BRANO DA LEGGERE
□ □ □ □ □ □ □

Difficile, in queste condizioni parlare ancora di sovranità nazionale: se le dita che stringono i cordoni della cassa appartengono ad una mano con articolazioni lontane è difficile parlare ancora di autonomia e indipendenza.

E non finisce qui. Fra un anno presumibilmente sarà in pieno corso l’erogazione dei fondi provenienti dalla Ue. Almeno 310 miliardi tra Recovery Plan (209 miliardi), Sure (20 miliardi), finanziamenti Bei e altri fondi ordinari della Ue. Complessivamente un centinaio di miliardi l’anno fino al 2026 e oltre. Un gigantesco salvagente che più volte è stato paragonato al Piano Marshall. Un ricordo che non è solo economico ma anche politico. Gli aiuti stanziati settant’anni fa dagli Stati Uniti avevano principalmente il compito di tenere l’Italia ancorata al blocco occidentale fermando l’avanzata del Pci.

Oggi il Recovery Fund è funzionale al commissariamento evitando che il disordine finanziario di Roma metta in crisi l’euro e quindi l’economia globale. Da allora sarà sempre più difficile fare spallucce dinanzi alle ammonizioni del super falco baltico Valdis Dombrovskis oppure ignorare i frequenti rimproveri di Jens Weidmann, governatore della Bundesbank. A partire dal 2022 la Ue ricomincerà a parlare di Patto di Stabilità. Difficile per il governo italiano invocare ancora margini di indipendenza e di autonomia.

□ □ □ □ □ □ □

DATI ESTRATTI
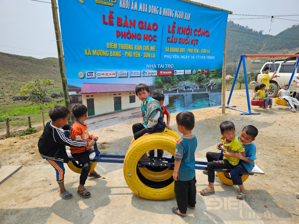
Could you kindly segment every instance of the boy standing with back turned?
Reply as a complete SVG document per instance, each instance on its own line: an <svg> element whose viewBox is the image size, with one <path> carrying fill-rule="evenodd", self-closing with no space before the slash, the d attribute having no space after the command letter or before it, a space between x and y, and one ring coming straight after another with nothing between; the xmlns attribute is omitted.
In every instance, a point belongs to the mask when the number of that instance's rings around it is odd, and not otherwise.
<svg viewBox="0 0 299 224"><path fill-rule="evenodd" d="M195 183L195 158L194 154L197 140L192 134L194 128L194 115L191 112L181 112L176 118L178 130L183 136L176 142L174 154L174 193L177 207L172 212L182 218L187 215L187 207L195 208L196 187Z"/></svg>
<svg viewBox="0 0 299 224"><path fill-rule="evenodd" d="M38 141L39 154L55 169L56 180L60 188L59 196L64 199L73 197L73 195L64 187L64 167L63 163L68 162L68 157L65 145L75 148L91 147L95 142L75 141L67 137L65 131L70 128L67 124L70 114L68 109L64 106L57 105L50 109L49 116L51 120L46 124L44 132Z"/></svg>
<svg viewBox="0 0 299 224"><path fill-rule="evenodd" d="M83 140L88 142L94 142L93 140L97 140L98 137L89 134L87 125L84 122L87 118L87 108L83 104L76 104L72 109L72 112L76 121L71 130L71 137L76 140ZM77 193L83 197L89 197L91 195L84 186L87 177L97 178L101 177L94 169L90 171L90 154L89 151L90 148L90 147L88 146L83 148L72 147L70 148L72 156L82 165L82 171L80 175L80 182Z"/></svg>
<svg viewBox="0 0 299 224"><path fill-rule="evenodd" d="M163 132L166 126L162 115L164 109L158 101L150 96L150 88L146 84L138 84L135 91L138 98L142 102L141 111L143 117L142 122L135 124L132 127L135 140L143 135ZM140 160L149 161L146 153L142 155Z"/></svg>

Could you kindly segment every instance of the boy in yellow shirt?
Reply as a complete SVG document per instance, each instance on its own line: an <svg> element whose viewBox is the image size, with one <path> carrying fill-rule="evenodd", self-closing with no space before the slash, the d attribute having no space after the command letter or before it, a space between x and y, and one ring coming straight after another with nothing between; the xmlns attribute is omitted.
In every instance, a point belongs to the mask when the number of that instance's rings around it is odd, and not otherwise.
<svg viewBox="0 0 299 224"><path fill-rule="evenodd" d="M262 80L261 80L261 83L266 85L266 89L269 89L270 80L277 77L276 71L274 71L272 76L270 75L269 74L269 72L271 68L269 68L269 66L266 66L264 68L264 73L262 74Z"/></svg>
<svg viewBox="0 0 299 224"><path fill-rule="evenodd" d="M230 153L239 152L242 155L246 156L245 149L236 137L235 125L231 121L226 121L220 124L220 130L222 137L222 141L217 144L217 148L220 150L220 146L223 146L225 151ZM235 157L227 157L222 155L223 159L215 161L218 159L220 153L208 152L207 153L208 163L208 175L209 185L200 191L201 194L204 196L213 194L215 193L214 182L215 179L215 170L218 169L232 170L239 163L240 159ZM221 157L220 157L221 159Z"/></svg>

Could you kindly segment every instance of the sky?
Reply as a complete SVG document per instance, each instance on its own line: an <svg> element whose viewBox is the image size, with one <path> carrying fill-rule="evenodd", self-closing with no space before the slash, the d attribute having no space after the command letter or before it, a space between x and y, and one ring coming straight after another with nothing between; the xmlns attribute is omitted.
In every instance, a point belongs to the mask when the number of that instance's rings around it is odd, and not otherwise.
<svg viewBox="0 0 299 224"><path fill-rule="evenodd" d="M40 0L51 2L51 0ZM281 0L194 1L232 11L234 14L274 17L299 14L298 0L289 0L283 5ZM269 31L270 18L235 19L261 17L228 15L229 19L235 23L273 35L299 23L299 16L278 17L298 21L274 18ZM0 51L39 59L57 57L51 4L31 0L1 0L0 21Z"/></svg>

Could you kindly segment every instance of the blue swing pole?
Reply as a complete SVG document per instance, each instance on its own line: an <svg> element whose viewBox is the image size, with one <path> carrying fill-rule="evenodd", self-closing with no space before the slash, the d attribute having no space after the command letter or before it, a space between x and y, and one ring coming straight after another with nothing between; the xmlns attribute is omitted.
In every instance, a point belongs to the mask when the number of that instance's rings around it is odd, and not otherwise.
<svg viewBox="0 0 299 224"><path fill-rule="evenodd" d="M298 62L299 62L299 60L298 60L298 58L297 57L296 60L296 64L295 64L295 67L294 67L294 69L293 70L293 72L292 73L292 75L291 76L291 78L290 79L290 81L289 81L289 87L288 87L288 89L290 88L290 85L292 82L292 79L293 79L293 78L295 74L295 73L296 72L296 70L297 69L297 67L298 65Z"/></svg>
<svg viewBox="0 0 299 224"><path fill-rule="evenodd" d="M238 65L238 67L237 67L237 70L236 71L236 74L235 74L235 77L234 78L234 82L233 82L233 85L231 86L231 92L229 93L229 96L228 96L228 99L227 101L227 103L226 104L228 105L229 105L229 102L231 100L231 95L233 94L233 91L234 90L234 88L235 87L235 84L236 83L236 81L237 80L237 77L238 76L238 74L239 73L239 70L240 70L240 67L241 66L241 63L242 62L242 55L240 58L240 61Z"/></svg>
<svg viewBox="0 0 299 224"><path fill-rule="evenodd" d="M247 99L247 105L248 107L248 112L244 113L241 113L240 115L249 115L250 114L258 114L260 113L253 113L251 112L250 108L250 102L249 99L249 91L248 90L248 83L247 80L247 73L246 72L246 65L245 62L245 55L241 55L242 60L243 64L243 69L244 70L244 79L245 81L245 86L246 88L246 97ZM249 74L250 75L250 74Z"/></svg>

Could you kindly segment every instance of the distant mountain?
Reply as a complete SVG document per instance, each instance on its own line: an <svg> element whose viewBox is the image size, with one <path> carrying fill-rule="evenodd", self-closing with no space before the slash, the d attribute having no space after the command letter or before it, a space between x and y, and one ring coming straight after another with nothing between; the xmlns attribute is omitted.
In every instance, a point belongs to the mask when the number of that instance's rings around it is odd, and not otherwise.
<svg viewBox="0 0 299 224"><path fill-rule="evenodd" d="M241 54L281 54L283 52L284 54L293 54L298 51L297 50L299 48L299 40L259 36L263 35L264 31L254 30L247 26L241 26L230 20L227 22L227 28L257 34L228 30L227 55L227 59L229 59L230 60L238 60L239 55ZM299 25L293 25L275 36L267 36L298 39L298 34ZM270 51L271 51L268 52Z"/></svg>

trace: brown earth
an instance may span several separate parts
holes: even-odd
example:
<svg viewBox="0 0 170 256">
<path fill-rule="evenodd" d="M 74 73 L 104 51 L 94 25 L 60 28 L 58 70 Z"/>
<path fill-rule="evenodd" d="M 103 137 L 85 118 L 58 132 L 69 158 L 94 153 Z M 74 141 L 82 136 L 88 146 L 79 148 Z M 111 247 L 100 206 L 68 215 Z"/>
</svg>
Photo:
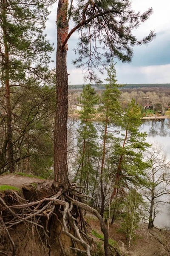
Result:
<svg viewBox="0 0 170 256">
<path fill-rule="evenodd" d="M 102 235 L 97 219 L 88 215 L 86 220 L 92 229 Z M 133 241 L 130 249 L 126 244 L 125 235 L 119 231 L 120 224 L 117 222 L 109 227 L 109 238 L 120 245 L 120 249 L 124 255 L 131 256 L 170 256 L 170 231 L 160 230 L 156 228 L 148 230 L 147 224 L 142 223 L 136 231 L 136 238 Z M 92 237 L 94 236 L 92 236 Z M 122 246 L 123 243 L 124 250 Z"/>
<path fill-rule="evenodd" d="M 29 177 L 20 175 L 6 175 L 0 176 L 0 185 L 8 185 L 16 187 L 23 187 L 30 185 L 32 183 L 46 183 L 51 182 L 51 180 L 47 180 L 36 177 Z"/>
</svg>

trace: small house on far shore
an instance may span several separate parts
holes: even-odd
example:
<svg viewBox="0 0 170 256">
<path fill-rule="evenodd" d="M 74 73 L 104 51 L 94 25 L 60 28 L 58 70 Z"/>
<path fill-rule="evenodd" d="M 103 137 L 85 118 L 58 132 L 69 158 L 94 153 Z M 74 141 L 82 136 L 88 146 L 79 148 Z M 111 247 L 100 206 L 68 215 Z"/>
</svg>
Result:
<svg viewBox="0 0 170 256">
<path fill-rule="evenodd" d="M 150 104 L 144 104 L 144 109 L 149 109 L 151 107 L 151 105 Z"/>
</svg>

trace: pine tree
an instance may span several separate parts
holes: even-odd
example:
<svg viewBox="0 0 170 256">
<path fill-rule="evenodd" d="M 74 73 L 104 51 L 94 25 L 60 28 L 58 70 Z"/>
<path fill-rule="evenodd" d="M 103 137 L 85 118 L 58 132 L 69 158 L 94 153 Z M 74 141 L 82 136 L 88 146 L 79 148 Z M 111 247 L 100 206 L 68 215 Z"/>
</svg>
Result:
<svg viewBox="0 0 170 256">
<path fill-rule="evenodd" d="M 53 49 L 43 34 L 53 0 L 2 0 L 0 13 L 0 68 L 2 87 L 5 87 L 4 108 L 7 131 L 0 152 L 4 164 L 7 152 L 9 169 L 14 170 L 12 138 L 11 88 L 24 84 L 28 76 L 41 83 L 49 76 L 48 55 Z"/>
<path fill-rule="evenodd" d="M 106 81 L 108 83 L 105 85 L 105 90 L 102 95 L 102 105 L 99 111 L 101 112 L 100 118 L 102 121 L 102 140 L 103 141 L 102 157 L 100 172 L 100 189 L 101 194 L 101 209 L 100 214 L 103 218 L 104 211 L 104 193 L 103 191 L 103 175 L 106 154 L 106 146 L 113 139 L 110 133 L 108 132 L 110 125 L 118 125 L 119 121 L 121 111 L 118 99 L 121 94 L 119 84 L 116 84 L 116 72 L 114 64 L 112 63 L 107 69 L 108 77 Z"/>
<path fill-rule="evenodd" d="M 93 122 L 96 111 L 94 105 L 99 101 L 94 89 L 90 84 L 83 88 L 81 95 L 80 102 L 82 104 L 83 110 L 79 111 L 81 123 L 78 130 L 78 147 L 79 151 L 79 164 L 80 168 L 80 185 L 83 185 L 88 193 L 89 180 L 91 185 L 95 180 L 95 170 L 94 162 L 99 156 L 99 147 L 96 143 L 97 132 Z"/>
<path fill-rule="evenodd" d="M 129 0 L 71 1 L 59 0 L 57 13 L 56 57 L 57 110 L 54 143 L 54 185 L 67 189 L 69 186 L 67 159 L 68 74 L 67 52 L 68 40 L 76 31 L 80 32 L 74 61 L 77 67 L 84 67 L 87 76 L 99 81 L 94 69 L 102 73 L 112 58 L 124 62 L 130 61 L 132 47 L 146 45 L 155 36 L 153 31 L 138 41 L 132 30 L 147 20 L 152 8 L 136 13 Z M 69 31 L 71 20 L 74 24 Z"/>
<path fill-rule="evenodd" d="M 141 109 L 134 99 L 128 104 L 122 118 L 120 137 L 114 138 L 113 161 L 116 169 L 111 202 L 114 197 L 118 196 L 122 189 L 128 187 L 130 183 L 139 185 L 144 182 L 144 171 L 148 166 L 143 155 L 150 145 L 145 142 L 146 133 L 139 131 Z"/>
</svg>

□ □ □ □ □ □ □

CONSEGNA 1
Secondo il brano da leggere, quanti miliardi arriveranno dal Recovery Plan?
CONSEGNA 2
Stampa il brano da leggere da "Oggi il Recovery" a "e di autonomia.".

RISPOSTA CORRETTA 1
209 miliardi.

RISPOSTA CORRETTA 2
Oggi il Recovery Fund è funzionale al commissariamento evitando che il disordine finanziario di Roma metta in crisi l’euro e quindi l’economia globale. Da allora sarà sempre più difficile fare spallucce dinanzi alle ammonizioni del super falco baltico Valdis Dombrovskis oppure ignorare i frequenti rimproveri di Jens Weidmann, governatore della Bundesbank. A partire dal 2022 la Ue ricomincerà a parlare di Patto di Stabilità. Difficile per il governo italiano invocare ancora margini di indipendenza e di autonomia.